The assailants were detained by Turkish police on allegations of injuring, insult and violation of the public demonstration law and released with the possibility of facing charges.

“We condemn this disrespectful act, which is in no way tolerable,” Turkish Foreign Ministry spokesman Tanju Bilgic said in a statement.

The TGB is a Turkish far-left, anti-government, anti-American revolutionary youth organization founded in May 2006. The group is known for its strong beliefs in conspiracy theories about the West controlling Turkey’s ruling Justice and Development Party (AK Party), despite Turkey’s deteriorating relations with Western governments.

The TGB advocates removal of English classes from schools in Turkey and claims to promote the principles of Turkey's founding father, Mustafa Kemal Atatürk, who was actually pro-Western. The group opposes Turkey’s ambitions to join the European Union and any cooperation with what it calls “American imperialism.”

It was not the first time the TGB has harassed allied NATO soldiers visiting Turkey. Last year, members of the same group physically confronted German soldiers who had been deployed along with a Patriot missile battery that had been requested by the Turkish government to protect border cities from the threat of aerial attacks from neighboring Syria. During that incident, the group also reportedly tried to put bags over the German soldiers' heads.

The act of putting a bag over someone’s head may not mean much to Westerners, but in Turkey it evokes an incident in 2003 that became known throughout the country as “Çuval Olayı,” the “Hood Event.”

During the Iraq war, soldiers from the U.S. Army’s 173rd Airborne Brigade raided a safe house in the Kurdish-held city of Sulaymaniya, based on information the occupants were planning to assassinate the governor of the province of Kirkuk. Inside were members of Iraq's Turkoman Front and Turkish Special Forces soldiers, including a colonel and two majors. American soldiers seized explosives, sniper rifles, grenades and maps of Kirkuk, with circles drawn around positions near the governor's building.

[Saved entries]
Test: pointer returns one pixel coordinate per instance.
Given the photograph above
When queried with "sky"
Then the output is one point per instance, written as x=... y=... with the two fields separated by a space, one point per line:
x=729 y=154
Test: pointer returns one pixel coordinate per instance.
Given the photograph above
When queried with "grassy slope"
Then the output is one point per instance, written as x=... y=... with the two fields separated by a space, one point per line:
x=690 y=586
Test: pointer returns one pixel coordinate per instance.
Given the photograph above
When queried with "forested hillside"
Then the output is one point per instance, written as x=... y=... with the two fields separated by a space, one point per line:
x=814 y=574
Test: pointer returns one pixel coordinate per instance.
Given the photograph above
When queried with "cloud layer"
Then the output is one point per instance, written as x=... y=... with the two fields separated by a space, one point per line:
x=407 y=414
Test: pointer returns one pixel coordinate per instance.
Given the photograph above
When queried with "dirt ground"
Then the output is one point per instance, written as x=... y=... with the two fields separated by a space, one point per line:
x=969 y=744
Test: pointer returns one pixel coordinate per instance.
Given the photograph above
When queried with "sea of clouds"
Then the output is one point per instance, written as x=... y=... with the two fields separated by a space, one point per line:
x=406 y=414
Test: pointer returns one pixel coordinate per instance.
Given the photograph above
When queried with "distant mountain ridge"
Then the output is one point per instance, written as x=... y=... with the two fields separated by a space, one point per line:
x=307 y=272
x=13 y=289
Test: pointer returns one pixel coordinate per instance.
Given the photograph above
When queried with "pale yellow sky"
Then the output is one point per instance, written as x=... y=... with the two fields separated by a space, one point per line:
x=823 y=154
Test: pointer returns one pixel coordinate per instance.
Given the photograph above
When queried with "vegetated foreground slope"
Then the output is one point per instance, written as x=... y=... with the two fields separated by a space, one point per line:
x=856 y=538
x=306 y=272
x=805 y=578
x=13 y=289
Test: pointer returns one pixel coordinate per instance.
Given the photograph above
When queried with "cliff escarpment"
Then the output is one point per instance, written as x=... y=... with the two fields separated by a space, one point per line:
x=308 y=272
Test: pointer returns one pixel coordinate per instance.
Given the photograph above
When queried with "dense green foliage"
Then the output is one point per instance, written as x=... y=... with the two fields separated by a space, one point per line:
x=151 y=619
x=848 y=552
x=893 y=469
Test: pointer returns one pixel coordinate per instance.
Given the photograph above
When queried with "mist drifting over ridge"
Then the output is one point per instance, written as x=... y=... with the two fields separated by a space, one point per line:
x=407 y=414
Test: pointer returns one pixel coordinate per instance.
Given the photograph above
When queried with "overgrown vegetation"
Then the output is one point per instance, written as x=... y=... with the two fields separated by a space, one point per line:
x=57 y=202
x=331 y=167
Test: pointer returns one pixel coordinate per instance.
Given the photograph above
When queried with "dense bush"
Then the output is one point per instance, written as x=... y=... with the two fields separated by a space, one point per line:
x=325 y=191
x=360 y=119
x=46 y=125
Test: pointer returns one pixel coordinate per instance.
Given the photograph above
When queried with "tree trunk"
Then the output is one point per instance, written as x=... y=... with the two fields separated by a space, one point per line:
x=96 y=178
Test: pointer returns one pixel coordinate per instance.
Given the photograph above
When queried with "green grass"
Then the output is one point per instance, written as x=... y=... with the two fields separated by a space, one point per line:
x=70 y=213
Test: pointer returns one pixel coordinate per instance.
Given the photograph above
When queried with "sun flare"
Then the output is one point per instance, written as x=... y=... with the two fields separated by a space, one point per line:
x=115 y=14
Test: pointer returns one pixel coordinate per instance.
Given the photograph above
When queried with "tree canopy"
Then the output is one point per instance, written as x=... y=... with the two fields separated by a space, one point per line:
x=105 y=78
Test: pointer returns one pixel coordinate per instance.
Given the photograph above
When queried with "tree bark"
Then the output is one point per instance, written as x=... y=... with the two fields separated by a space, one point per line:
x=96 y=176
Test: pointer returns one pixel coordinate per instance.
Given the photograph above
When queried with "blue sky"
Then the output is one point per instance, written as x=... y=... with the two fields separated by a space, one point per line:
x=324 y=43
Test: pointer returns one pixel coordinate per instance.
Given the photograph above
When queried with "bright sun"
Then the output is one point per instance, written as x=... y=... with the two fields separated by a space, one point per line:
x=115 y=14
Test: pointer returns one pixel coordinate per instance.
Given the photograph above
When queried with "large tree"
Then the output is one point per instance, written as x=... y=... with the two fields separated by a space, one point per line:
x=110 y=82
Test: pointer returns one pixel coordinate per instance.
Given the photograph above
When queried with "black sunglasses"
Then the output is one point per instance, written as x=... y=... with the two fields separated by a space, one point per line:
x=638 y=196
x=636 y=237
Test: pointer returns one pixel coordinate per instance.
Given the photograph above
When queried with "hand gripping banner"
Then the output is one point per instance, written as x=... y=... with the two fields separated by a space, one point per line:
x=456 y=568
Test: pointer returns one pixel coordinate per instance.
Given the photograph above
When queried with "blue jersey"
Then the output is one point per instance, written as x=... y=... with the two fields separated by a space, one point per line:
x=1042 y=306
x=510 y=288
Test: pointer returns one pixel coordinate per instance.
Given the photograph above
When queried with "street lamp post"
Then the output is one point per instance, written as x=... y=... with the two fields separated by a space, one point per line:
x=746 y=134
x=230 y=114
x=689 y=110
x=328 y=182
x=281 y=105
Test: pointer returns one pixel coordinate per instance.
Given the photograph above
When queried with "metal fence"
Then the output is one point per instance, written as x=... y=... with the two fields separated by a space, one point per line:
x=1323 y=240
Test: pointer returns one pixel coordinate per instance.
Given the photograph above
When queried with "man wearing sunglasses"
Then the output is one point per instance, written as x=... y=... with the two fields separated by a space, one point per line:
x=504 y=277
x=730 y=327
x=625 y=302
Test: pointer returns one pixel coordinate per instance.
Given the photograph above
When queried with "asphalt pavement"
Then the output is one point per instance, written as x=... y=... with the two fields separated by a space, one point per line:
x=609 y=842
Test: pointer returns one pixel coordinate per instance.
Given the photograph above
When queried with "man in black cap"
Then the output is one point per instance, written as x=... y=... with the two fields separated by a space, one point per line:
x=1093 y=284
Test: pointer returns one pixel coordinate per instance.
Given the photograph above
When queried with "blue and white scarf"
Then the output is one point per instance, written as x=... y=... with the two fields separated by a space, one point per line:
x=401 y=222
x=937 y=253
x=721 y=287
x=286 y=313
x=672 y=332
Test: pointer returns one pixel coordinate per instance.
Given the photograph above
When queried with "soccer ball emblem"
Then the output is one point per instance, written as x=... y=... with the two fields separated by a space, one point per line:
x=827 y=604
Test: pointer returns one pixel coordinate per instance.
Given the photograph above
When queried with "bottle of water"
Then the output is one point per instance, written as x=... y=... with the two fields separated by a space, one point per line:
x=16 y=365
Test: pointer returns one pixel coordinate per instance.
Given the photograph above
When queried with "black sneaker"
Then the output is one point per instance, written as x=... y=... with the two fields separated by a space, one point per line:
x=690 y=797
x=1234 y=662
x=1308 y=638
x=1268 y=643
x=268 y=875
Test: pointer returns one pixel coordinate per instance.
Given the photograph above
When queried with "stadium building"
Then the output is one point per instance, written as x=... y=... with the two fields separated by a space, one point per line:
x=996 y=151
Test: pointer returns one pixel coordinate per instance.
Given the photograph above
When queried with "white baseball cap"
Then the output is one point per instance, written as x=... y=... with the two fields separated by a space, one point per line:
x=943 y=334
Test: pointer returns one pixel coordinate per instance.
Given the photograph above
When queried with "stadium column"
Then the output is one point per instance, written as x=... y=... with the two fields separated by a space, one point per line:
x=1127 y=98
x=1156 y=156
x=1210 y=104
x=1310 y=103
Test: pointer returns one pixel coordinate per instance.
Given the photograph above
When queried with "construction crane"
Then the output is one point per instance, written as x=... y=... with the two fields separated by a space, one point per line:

Problem requirements: Could you carry on the text about the TGB and the "Hood Event" from the point where it stops?

Task output:
Images of the 11 Turkish commandos, their heads hooded as they were led to interrogation rooms by U.S. soldiers, were met by threats of retaliation from Turkey, including the closing of Turkish airspace and American access to Incirlik Air Base. The BBC reported protests in Ankara and İstanbul, noting that Turks were angry that Americans were interfering in what they thought to be Turkey’s sphere of influence.

The Turks were eventually freed after Turkey’s then-prime minister and current president, Recep Tayyip Erdogan, called U.S. Vice President Dick Cheney, but Turkish newspapers loudly condemned the raid, referring to U.S. forces as "Rambos," and "Ugly Americans."

The Hood Event was the inspiration for the hugely popular, 2006 Turkish film "Valley of the Wolves - Iraq." The film opens with a depiction of the “Hood Event,” and follows a fictional story in which the Turkish protagonist seeks retaliation against the American commander responsible for the incident. The film, which was released in February 2006, was the highest grossing Turkish film of that year and one of the most expensive Turkish films ever made.

Three months later the nationalist TGB was established.

This week’s attack came amid discussions over the U.S.-led coalition’s support of Kurdish forces over the Turkish border in Syria.